(Object point labels)
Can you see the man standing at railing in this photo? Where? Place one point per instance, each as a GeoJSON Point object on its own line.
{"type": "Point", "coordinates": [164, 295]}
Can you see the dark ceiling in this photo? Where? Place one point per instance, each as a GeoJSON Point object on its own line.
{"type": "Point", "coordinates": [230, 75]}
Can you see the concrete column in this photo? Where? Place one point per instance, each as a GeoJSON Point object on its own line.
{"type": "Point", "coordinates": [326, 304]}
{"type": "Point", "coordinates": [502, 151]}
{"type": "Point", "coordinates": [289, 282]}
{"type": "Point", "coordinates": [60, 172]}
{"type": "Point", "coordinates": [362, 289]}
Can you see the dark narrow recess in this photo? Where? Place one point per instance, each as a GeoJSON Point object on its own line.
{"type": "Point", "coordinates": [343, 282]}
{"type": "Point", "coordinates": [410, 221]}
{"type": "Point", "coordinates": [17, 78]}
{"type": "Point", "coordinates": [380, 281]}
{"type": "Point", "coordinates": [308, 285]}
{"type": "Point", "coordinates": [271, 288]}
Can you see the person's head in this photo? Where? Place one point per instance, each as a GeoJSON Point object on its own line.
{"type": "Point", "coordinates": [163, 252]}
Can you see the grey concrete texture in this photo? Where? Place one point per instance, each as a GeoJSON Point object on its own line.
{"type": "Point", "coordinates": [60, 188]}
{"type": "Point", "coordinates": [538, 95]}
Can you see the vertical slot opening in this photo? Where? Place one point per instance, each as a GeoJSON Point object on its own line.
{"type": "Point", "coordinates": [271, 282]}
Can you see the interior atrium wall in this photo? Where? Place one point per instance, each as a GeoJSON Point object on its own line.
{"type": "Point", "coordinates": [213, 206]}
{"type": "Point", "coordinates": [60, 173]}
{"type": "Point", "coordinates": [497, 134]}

Your goal:
Add 141 to every coordinate value in the point answers, then write out everything again from the row containing "Can you see the grey" down to the end of the rows, with the requests kept in place.

Complete response:
Can you see the grey concrete texture in this photo? Where? Place one point per instance, each as a GeoJSON Point object on its own line.
{"type": "Point", "coordinates": [201, 329]}
{"type": "Point", "coordinates": [679, 236]}
Can you see the vertical slot opening in this photo? Where? Place one point per instance, each as a GeoJSON Point object on its own line.
{"type": "Point", "coordinates": [412, 423]}
Can you see the interior atrium wall in this photo? Where? Place one point per instance, each as a GeoJSON Point object on its own line.
{"type": "Point", "coordinates": [354, 347]}
{"type": "Point", "coordinates": [201, 314]}
{"type": "Point", "coordinates": [638, 275]}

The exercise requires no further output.